▶ _Goal of the exercise_
Look in the data below for the line that contains "the distant hill". Copy that line and the remaining lines exactly.

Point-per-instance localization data
- Opening Delimiter -

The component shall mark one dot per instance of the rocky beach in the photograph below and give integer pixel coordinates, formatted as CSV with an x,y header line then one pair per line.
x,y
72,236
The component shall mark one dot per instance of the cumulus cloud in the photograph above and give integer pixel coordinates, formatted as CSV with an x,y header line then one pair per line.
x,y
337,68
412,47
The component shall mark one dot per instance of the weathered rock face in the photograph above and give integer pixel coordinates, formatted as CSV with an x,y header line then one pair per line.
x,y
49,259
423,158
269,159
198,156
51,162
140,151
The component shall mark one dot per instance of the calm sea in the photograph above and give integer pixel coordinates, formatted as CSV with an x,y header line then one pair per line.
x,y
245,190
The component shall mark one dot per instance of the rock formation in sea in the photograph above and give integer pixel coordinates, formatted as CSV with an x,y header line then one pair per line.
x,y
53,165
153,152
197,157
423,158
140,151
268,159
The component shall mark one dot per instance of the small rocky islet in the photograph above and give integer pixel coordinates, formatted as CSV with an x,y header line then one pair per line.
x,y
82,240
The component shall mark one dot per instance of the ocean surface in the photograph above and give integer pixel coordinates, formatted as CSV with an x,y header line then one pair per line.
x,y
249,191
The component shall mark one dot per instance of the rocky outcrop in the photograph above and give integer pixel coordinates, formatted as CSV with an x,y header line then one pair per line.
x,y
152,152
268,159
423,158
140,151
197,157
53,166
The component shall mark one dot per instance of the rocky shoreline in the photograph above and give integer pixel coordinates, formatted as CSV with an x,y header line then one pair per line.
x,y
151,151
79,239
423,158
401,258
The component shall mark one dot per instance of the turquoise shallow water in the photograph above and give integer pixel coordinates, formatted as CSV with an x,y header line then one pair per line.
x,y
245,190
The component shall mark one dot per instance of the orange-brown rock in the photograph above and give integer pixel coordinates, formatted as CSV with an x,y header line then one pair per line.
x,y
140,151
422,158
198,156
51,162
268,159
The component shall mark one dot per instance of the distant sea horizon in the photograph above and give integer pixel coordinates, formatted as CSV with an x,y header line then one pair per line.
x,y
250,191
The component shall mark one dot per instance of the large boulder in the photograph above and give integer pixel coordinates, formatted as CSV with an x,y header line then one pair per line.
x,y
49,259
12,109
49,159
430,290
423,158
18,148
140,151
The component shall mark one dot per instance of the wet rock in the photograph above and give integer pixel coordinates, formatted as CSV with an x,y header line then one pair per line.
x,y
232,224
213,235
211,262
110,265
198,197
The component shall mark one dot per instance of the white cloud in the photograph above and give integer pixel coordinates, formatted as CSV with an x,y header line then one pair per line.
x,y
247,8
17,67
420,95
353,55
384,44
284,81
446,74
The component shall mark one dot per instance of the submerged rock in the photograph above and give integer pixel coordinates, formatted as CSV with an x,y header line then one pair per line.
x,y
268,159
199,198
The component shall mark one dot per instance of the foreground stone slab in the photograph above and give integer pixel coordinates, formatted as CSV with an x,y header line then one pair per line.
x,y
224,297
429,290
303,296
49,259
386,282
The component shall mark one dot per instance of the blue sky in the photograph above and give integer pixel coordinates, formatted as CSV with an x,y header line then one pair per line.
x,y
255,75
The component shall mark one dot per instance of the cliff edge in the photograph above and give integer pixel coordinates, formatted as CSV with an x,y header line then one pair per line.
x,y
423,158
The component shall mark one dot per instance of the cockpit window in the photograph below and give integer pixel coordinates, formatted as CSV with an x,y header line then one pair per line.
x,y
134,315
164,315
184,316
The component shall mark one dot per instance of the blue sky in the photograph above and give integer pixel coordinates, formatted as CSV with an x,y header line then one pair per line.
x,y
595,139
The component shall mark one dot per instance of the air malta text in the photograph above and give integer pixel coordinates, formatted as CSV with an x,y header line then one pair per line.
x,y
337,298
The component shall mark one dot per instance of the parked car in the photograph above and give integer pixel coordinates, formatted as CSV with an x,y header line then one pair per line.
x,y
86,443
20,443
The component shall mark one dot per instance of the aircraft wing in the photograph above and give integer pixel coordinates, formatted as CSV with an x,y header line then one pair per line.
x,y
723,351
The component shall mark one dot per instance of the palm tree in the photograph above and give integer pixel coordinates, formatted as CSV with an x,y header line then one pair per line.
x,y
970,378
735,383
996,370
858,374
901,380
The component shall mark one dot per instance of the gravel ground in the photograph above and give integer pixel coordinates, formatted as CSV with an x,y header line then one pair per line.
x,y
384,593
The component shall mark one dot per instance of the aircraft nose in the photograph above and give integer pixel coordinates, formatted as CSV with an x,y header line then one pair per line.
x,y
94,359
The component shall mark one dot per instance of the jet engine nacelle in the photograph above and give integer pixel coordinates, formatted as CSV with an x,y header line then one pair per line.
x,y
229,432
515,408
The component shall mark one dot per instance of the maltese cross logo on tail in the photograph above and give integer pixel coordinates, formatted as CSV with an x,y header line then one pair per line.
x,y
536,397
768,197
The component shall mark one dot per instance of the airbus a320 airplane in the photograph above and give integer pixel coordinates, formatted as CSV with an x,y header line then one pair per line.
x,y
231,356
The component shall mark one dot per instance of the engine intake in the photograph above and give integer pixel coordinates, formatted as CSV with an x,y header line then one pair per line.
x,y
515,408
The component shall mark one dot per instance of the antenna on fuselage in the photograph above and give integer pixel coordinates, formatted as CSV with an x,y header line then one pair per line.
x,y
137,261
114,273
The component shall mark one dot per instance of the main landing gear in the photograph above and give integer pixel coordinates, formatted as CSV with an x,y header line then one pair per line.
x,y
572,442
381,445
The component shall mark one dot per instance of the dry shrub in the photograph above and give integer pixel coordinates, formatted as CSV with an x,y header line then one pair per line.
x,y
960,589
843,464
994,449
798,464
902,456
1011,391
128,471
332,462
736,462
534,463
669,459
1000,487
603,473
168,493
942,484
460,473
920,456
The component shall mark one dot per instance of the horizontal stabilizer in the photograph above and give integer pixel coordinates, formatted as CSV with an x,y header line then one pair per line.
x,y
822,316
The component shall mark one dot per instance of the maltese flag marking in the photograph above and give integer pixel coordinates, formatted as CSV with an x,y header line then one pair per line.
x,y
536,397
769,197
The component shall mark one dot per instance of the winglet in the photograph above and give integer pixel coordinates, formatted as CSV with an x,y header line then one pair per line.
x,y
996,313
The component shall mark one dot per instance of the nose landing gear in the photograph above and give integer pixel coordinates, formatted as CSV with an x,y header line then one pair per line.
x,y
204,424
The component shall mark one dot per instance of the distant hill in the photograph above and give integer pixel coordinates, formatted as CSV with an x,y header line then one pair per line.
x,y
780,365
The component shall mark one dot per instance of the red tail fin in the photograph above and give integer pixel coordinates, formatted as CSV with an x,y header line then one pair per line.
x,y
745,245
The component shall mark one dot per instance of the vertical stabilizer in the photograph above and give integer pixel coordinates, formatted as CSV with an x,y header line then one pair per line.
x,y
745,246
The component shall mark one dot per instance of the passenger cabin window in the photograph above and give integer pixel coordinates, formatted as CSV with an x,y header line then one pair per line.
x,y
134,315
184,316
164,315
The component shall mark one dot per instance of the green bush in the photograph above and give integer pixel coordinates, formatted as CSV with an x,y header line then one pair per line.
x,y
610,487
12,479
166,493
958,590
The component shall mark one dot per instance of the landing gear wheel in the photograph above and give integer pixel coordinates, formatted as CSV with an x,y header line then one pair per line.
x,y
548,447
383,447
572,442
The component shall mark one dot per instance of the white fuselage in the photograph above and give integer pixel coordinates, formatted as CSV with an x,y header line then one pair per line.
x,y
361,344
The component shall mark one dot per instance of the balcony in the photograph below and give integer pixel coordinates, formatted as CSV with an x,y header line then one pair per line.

- Closing Delimiter -

▶ _Response to this task_
The component shall mark one dot per instance of the distant hill in the photograph above and give integer pixel coordinates, formatted as CSV with an x,y header line then one pair per line.
x,y
780,365
The component shall mark one dot per instance of the red tail fin in the photograph above and give integer pixel coordinates, formatted as CSV with an x,y header line then one pair per line.
x,y
745,245
The component shall mark one dot per instance of the vertical stabilizer in the photograph above and give integer pixel coordinates, formatted as CSV with an x,y header line then one pair per line.
x,y
745,246
The component shall mark one dot per instance of the passenger cabin window in the photograph above and give integer pixel coordinates, formatted as CSV with an x,y header line then one pair per line.
x,y
134,315
184,316
164,315
The component shall mark one dot per instance of the green bush in the photograph above and give integer pixel coordinates, formatted as CSV with an x,y header line then one pair per line.
x,y
610,487
12,479
166,493
958,590
The component shall mark one dot per instance of the landing gear wheel in the photograph above and give integer pixel coordinates, formatted as CSV with an x,y header line then one pair per line.
x,y
548,447
383,447
572,442
The component shall mark one dot per instance of the white fuselage in the photograph above and give integer pixel coordinates, formatted as CSV with an x,y header line then one pair per line.
x,y
361,344
The component shall mark one dot per instance of the balcony in the photograph below and give integer pixel coordinates, formatted as CSV with an x,y header line then one pair per line.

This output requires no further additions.